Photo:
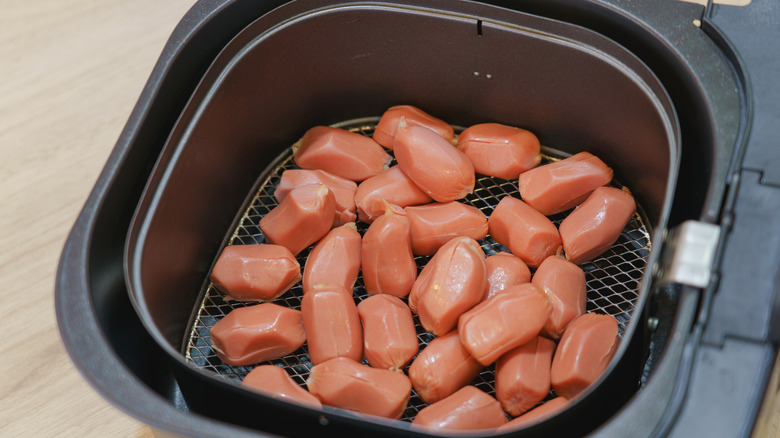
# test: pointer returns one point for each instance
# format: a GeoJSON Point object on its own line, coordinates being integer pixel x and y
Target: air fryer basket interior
{"type": "Point", "coordinates": [298, 67]}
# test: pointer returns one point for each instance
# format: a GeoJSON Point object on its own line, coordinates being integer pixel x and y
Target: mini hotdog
{"type": "Point", "coordinates": [433, 225]}
{"type": "Point", "coordinates": [332, 324]}
{"type": "Point", "coordinates": [347, 384]}
{"type": "Point", "coordinates": [442, 367]}
{"type": "Point", "coordinates": [596, 224]}
{"type": "Point", "coordinates": [583, 353]}
{"type": "Point", "coordinates": [340, 152]}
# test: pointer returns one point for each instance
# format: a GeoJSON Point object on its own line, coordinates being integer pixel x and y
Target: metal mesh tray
{"type": "Point", "coordinates": [612, 279]}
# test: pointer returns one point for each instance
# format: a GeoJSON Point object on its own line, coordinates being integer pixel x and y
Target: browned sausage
{"type": "Point", "coordinates": [506, 321]}
{"type": "Point", "coordinates": [433, 225]}
{"type": "Point", "coordinates": [499, 150]}
{"type": "Point", "coordinates": [433, 163]}
{"type": "Point", "coordinates": [392, 186]}
{"type": "Point", "coordinates": [347, 384]}
{"type": "Point", "coordinates": [527, 233]}
{"type": "Point", "coordinates": [388, 262]}
{"type": "Point", "coordinates": [343, 190]}
{"type": "Point", "coordinates": [596, 224]}
{"type": "Point", "coordinates": [523, 375]}
{"type": "Point", "coordinates": [305, 215]}
{"type": "Point", "coordinates": [274, 381]}
{"type": "Point", "coordinates": [583, 353]}
{"type": "Point", "coordinates": [257, 333]}
{"type": "Point", "coordinates": [442, 367]}
{"type": "Point", "coordinates": [467, 409]}
{"type": "Point", "coordinates": [255, 272]}
{"type": "Point", "coordinates": [332, 324]}
{"type": "Point", "coordinates": [503, 270]}
{"type": "Point", "coordinates": [389, 335]}
{"type": "Point", "coordinates": [340, 152]}
{"type": "Point", "coordinates": [335, 259]}
{"type": "Point", "coordinates": [556, 187]}
{"type": "Point", "coordinates": [564, 283]}
{"type": "Point", "coordinates": [454, 282]}
{"type": "Point", "coordinates": [388, 124]}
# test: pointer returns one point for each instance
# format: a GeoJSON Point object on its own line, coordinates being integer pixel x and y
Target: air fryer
{"type": "Point", "coordinates": [658, 91]}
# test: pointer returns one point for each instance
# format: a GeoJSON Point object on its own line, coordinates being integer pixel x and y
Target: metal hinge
{"type": "Point", "coordinates": [688, 254]}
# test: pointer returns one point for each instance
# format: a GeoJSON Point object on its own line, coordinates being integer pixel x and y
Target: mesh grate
{"type": "Point", "coordinates": [612, 279]}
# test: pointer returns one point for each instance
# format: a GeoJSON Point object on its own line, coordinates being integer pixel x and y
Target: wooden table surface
{"type": "Point", "coordinates": [70, 74]}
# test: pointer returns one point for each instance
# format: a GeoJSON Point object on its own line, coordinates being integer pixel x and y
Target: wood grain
{"type": "Point", "coordinates": [70, 73]}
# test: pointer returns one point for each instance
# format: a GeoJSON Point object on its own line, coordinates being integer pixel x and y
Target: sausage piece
{"type": "Point", "coordinates": [340, 152]}
{"type": "Point", "coordinates": [255, 272]}
{"type": "Point", "coordinates": [389, 335]}
{"type": "Point", "coordinates": [454, 283]}
{"type": "Point", "coordinates": [596, 224]}
{"type": "Point", "coordinates": [332, 324]}
{"type": "Point", "coordinates": [556, 187]}
{"type": "Point", "coordinates": [392, 186]}
{"type": "Point", "coordinates": [546, 409]}
{"type": "Point", "coordinates": [506, 321]}
{"type": "Point", "coordinates": [527, 233]}
{"type": "Point", "coordinates": [523, 375]}
{"type": "Point", "coordinates": [583, 353]}
{"type": "Point", "coordinates": [274, 381]}
{"type": "Point", "coordinates": [467, 409]}
{"type": "Point", "coordinates": [564, 283]}
{"type": "Point", "coordinates": [343, 190]}
{"type": "Point", "coordinates": [347, 384]}
{"type": "Point", "coordinates": [388, 262]}
{"type": "Point", "coordinates": [305, 215]}
{"type": "Point", "coordinates": [335, 259]}
{"type": "Point", "coordinates": [504, 270]}
{"type": "Point", "coordinates": [442, 367]}
{"type": "Point", "coordinates": [388, 124]}
{"type": "Point", "coordinates": [433, 225]}
{"type": "Point", "coordinates": [433, 163]}
{"type": "Point", "coordinates": [499, 150]}
{"type": "Point", "coordinates": [258, 333]}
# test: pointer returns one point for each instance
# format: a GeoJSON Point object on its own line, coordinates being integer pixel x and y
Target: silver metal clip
{"type": "Point", "coordinates": [688, 254]}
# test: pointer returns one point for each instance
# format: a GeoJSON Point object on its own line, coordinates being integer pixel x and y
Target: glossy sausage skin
{"type": "Point", "coordinates": [527, 233]}
{"type": "Point", "coordinates": [443, 367]}
{"type": "Point", "coordinates": [255, 272]}
{"type": "Point", "coordinates": [506, 321]}
{"type": "Point", "coordinates": [434, 164]}
{"type": "Point", "coordinates": [389, 336]}
{"type": "Point", "coordinates": [548, 408]}
{"type": "Point", "coordinates": [335, 259]}
{"type": "Point", "coordinates": [596, 224]}
{"type": "Point", "coordinates": [467, 409]}
{"type": "Point", "coordinates": [556, 187]}
{"type": "Point", "coordinates": [433, 225]}
{"type": "Point", "coordinates": [454, 282]}
{"type": "Point", "coordinates": [332, 324]}
{"type": "Point", "coordinates": [384, 133]}
{"type": "Point", "coordinates": [348, 384]}
{"type": "Point", "coordinates": [258, 333]}
{"type": "Point", "coordinates": [564, 283]}
{"type": "Point", "coordinates": [340, 152]}
{"type": "Point", "coordinates": [388, 262]}
{"type": "Point", "coordinates": [305, 215]}
{"type": "Point", "coordinates": [504, 270]}
{"type": "Point", "coordinates": [392, 186]}
{"type": "Point", "coordinates": [584, 352]}
{"type": "Point", "coordinates": [499, 150]}
{"type": "Point", "coordinates": [274, 381]}
{"type": "Point", "coordinates": [343, 190]}
{"type": "Point", "coordinates": [523, 375]}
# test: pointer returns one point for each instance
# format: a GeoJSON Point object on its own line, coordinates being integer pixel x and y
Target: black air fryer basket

Your instructions.
An exact copy of each entry is required, minus the pictures.

Response area.
Photo:
# test: pointer returns one point for each instance
# format: a GeoJSON Point object on its own line, coordinates being integer pixel x and y
Target: air fryer basket interior
{"type": "Point", "coordinates": [298, 67]}
# test: pointer returns one point for each instance
# format: a GeoJSON Point object on its own line, coordinates being integer pixel x and y
Target: mini hotdog
{"type": "Point", "coordinates": [433, 225]}
{"type": "Point", "coordinates": [332, 324]}
{"type": "Point", "coordinates": [347, 384]}
{"type": "Point", "coordinates": [442, 367]}
{"type": "Point", "coordinates": [596, 224]}
{"type": "Point", "coordinates": [583, 353]}
{"type": "Point", "coordinates": [340, 152]}
# test: pointer returns one point for each instance
# format: a GeoJSON Point object on its own line, coordinates being integer pixel x and y
Target: metal mesh tray
{"type": "Point", "coordinates": [612, 279]}
# test: pointer returns one point for each instance
# format: a GeoJSON Point object on its own line, coordinates being integer pixel x and y
Target: browned sausage
{"type": "Point", "coordinates": [506, 321]}
{"type": "Point", "coordinates": [433, 225]}
{"type": "Point", "coordinates": [499, 150]}
{"type": "Point", "coordinates": [433, 163]}
{"type": "Point", "coordinates": [392, 186]}
{"type": "Point", "coordinates": [347, 384]}
{"type": "Point", "coordinates": [527, 233]}
{"type": "Point", "coordinates": [388, 262]}
{"type": "Point", "coordinates": [343, 190]}
{"type": "Point", "coordinates": [596, 224]}
{"type": "Point", "coordinates": [523, 375]}
{"type": "Point", "coordinates": [305, 215]}
{"type": "Point", "coordinates": [274, 381]}
{"type": "Point", "coordinates": [583, 353]}
{"type": "Point", "coordinates": [257, 333]}
{"type": "Point", "coordinates": [442, 367]}
{"type": "Point", "coordinates": [467, 409]}
{"type": "Point", "coordinates": [255, 272]}
{"type": "Point", "coordinates": [332, 324]}
{"type": "Point", "coordinates": [503, 270]}
{"type": "Point", "coordinates": [389, 335]}
{"type": "Point", "coordinates": [340, 152]}
{"type": "Point", "coordinates": [335, 259]}
{"type": "Point", "coordinates": [556, 187]}
{"type": "Point", "coordinates": [564, 283]}
{"type": "Point", "coordinates": [454, 282]}
{"type": "Point", "coordinates": [388, 124]}
# test: pointer returns one point for each instance
# format: a GeoJSON Point object on its own line, coordinates being integer pixel x and y
Target: air fryer
{"type": "Point", "coordinates": [658, 91]}
# test: pointer returns one point for each instance
# format: a GeoJSON Point object on its own line, coordinates being integer pixel x and y
Target: metal hinge
{"type": "Point", "coordinates": [688, 254]}
# test: pointer returns one point for each instance
# format: a GeoJSON Point object on its own line, coordinates being integer pixel x and y
Target: mesh grate
{"type": "Point", "coordinates": [612, 279]}
# test: pointer returns one point for each instance
# format: a GeoJSON Point object on its own line, coordinates being integer pixel x and y
Target: wooden table surface
{"type": "Point", "coordinates": [70, 74]}
# test: pointer returns one point for each instance
# format: a GeoJSON Point object on its own line, coordinates being integer pixel x and y
Target: wood grain
{"type": "Point", "coordinates": [70, 73]}
# test: pointer returns one point for each instance
# format: a GeoJSON Point object on its own line, coordinates being integer pixel x and y
Target: sausage piece
{"type": "Point", "coordinates": [340, 152]}
{"type": "Point", "coordinates": [255, 272]}
{"type": "Point", "coordinates": [389, 335]}
{"type": "Point", "coordinates": [454, 283]}
{"type": "Point", "coordinates": [596, 224]}
{"type": "Point", "coordinates": [332, 324]}
{"type": "Point", "coordinates": [556, 187]}
{"type": "Point", "coordinates": [392, 186]}
{"type": "Point", "coordinates": [546, 409]}
{"type": "Point", "coordinates": [506, 321]}
{"type": "Point", "coordinates": [527, 233]}
{"type": "Point", "coordinates": [523, 375]}
{"type": "Point", "coordinates": [583, 353]}
{"type": "Point", "coordinates": [274, 381]}
{"type": "Point", "coordinates": [467, 409]}
{"type": "Point", "coordinates": [564, 283]}
{"type": "Point", "coordinates": [343, 190]}
{"type": "Point", "coordinates": [347, 384]}
{"type": "Point", "coordinates": [388, 262]}
{"type": "Point", "coordinates": [305, 215]}
{"type": "Point", "coordinates": [335, 259]}
{"type": "Point", "coordinates": [504, 270]}
{"type": "Point", "coordinates": [442, 367]}
{"type": "Point", "coordinates": [388, 124]}
{"type": "Point", "coordinates": [433, 225]}
{"type": "Point", "coordinates": [433, 163]}
{"type": "Point", "coordinates": [499, 150]}
{"type": "Point", "coordinates": [258, 333]}
# test: pointer returns one point for each instance
# format: a GeoJSON Point object on its own line, coordinates being integer pixel x and y
Target: silver metal clip
{"type": "Point", "coordinates": [688, 254]}
# test: pointer returns one point for each instance
# format: a GeoJSON Point object on its own line, coordinates being integer pixel x and y
Target: glossy sausage skin
{"type": "Point", "coordinates": [527, 233]}
{"type": "Point", "coordinates": [443, 367]}
{"type": "Point", "coordinates": [255, 272]}
{"type": "Point", "coordinates": [506, 321]}
{"type": "Point", "coordinates": [434, 164]}
{"type": "Point", "coordinates": [389, 336]}
{"type": "Point", "coordinates": [548, 408]}
{"type": "Point", "coordinates": [335, 259]}
{"type": "Point", "coordinates": [596, 224]}
{"type": "Point", "coordinates": [467, 409]}
{"type": "Point", "coordinates": [556, 187]}
{"type": "Point", "coordinates": [433, 225]}
{"type": "Point", "coordinates": [454, 282]}
{"type": "Point", "coordinates": [332, 324]}
{"type": "Point", "coordinates": [384, 133]}
{"type": "Point", "coordinates": [348, 384]}
{"type": "Point", "coordinates": [258, 333]}
{"type": "Point", "coordinates": [564, 283]}
{"type": "Point", "coordinates": [340, 152]}
{"type": "Point", "coordinates": [388, 262]}
{"type": "Point", "coordinates": [305, 215]}
{"type": "Point", "coordinates": [504, 270]}
{"type": "Point", "coordinates": [392, 186]}
{"type": "Point", "coordinates": [584, 352]}
{"type": "Point", "coordinates": [499, 150]}
{"type": "Point", "coordinates": [274, 381]}
{"type": "Point", "coordinates": [343, 190]}
{"type": "Point", "coordinates": [523, 375]}
# test: pointer returns one point for each instance
# format: a GeoJSON Point object on its own line, coordinates being integer pixel x and y
Target: black air fryer basket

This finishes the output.